Echo the listing below word for word, from its first line through the line containing "[(211, 733), (330, 709), (259, 498), (128, 619)]", including both ends.
==== Given information
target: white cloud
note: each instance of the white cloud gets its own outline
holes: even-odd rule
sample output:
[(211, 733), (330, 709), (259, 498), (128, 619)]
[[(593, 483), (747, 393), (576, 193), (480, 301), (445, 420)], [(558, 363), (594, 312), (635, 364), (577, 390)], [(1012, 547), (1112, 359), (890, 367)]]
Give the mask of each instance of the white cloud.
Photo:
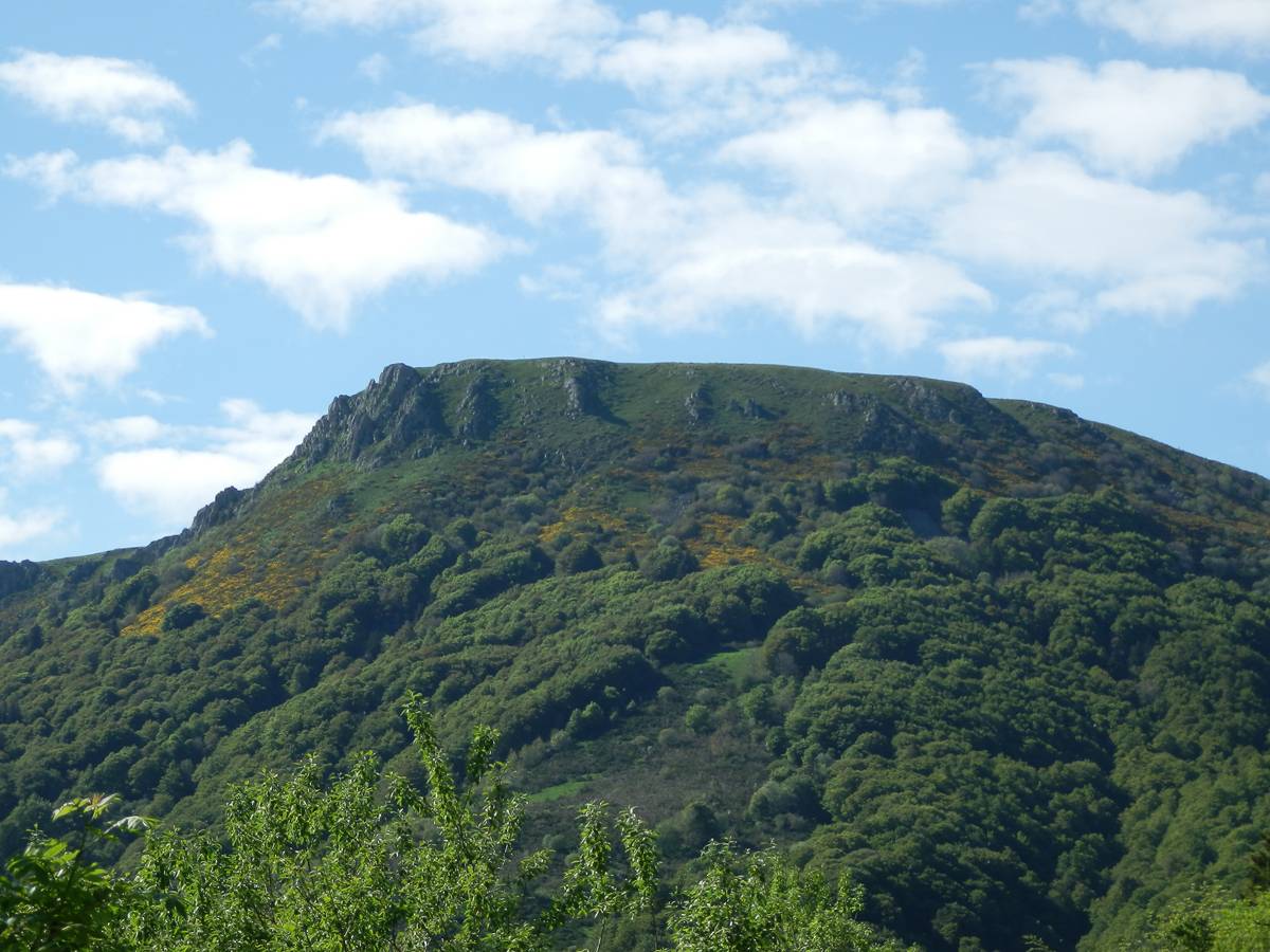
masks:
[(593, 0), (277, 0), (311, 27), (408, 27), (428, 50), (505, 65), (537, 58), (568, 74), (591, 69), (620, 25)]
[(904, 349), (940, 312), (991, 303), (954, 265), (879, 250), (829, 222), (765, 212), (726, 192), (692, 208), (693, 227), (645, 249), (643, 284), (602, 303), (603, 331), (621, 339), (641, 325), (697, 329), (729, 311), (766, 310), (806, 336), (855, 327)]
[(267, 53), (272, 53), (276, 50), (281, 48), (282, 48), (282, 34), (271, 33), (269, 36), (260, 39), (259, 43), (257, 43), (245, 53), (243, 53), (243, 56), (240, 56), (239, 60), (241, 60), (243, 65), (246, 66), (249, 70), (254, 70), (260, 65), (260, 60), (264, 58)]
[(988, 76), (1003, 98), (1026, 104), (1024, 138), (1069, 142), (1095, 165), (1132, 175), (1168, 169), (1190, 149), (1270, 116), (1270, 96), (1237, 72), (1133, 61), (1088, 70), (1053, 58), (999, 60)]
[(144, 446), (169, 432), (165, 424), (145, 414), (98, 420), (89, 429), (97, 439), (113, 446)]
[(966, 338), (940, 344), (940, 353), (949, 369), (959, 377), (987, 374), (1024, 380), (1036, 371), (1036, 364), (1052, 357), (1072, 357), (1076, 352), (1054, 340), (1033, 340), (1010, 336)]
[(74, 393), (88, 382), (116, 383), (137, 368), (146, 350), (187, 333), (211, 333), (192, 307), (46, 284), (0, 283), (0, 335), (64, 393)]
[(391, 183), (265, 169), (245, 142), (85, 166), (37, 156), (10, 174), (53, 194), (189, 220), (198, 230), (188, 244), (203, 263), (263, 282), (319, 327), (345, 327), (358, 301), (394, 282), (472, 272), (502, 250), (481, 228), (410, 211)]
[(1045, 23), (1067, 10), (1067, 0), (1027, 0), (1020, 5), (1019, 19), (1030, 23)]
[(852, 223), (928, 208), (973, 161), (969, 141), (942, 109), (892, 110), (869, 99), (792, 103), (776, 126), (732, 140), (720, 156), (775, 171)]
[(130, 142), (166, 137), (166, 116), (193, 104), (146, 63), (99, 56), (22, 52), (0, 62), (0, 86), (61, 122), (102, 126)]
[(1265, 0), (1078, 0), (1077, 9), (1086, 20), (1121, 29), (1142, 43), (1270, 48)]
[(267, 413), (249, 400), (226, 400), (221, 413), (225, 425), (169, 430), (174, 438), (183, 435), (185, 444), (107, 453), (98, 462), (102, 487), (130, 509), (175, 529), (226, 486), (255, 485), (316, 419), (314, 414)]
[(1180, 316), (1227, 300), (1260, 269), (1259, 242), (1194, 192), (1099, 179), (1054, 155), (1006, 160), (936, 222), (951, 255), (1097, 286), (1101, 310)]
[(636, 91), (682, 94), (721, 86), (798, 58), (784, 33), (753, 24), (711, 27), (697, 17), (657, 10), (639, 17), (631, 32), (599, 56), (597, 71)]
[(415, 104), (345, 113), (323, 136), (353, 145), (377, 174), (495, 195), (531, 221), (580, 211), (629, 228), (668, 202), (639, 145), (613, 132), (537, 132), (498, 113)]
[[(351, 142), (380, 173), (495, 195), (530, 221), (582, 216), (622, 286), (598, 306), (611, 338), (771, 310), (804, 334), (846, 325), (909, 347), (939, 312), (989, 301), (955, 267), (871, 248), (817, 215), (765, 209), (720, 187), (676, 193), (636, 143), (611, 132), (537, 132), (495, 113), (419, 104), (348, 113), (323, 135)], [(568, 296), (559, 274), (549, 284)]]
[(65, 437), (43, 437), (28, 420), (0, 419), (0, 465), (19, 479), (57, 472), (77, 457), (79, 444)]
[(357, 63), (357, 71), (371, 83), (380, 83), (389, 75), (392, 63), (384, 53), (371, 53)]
========
- [Completed exercise]
target: white cloud
note: each instance of the white cloud gets its own outline
holes: even-odd rule
sample output:
[(211, 733), (330, 709), (259, 498), (128, 619)]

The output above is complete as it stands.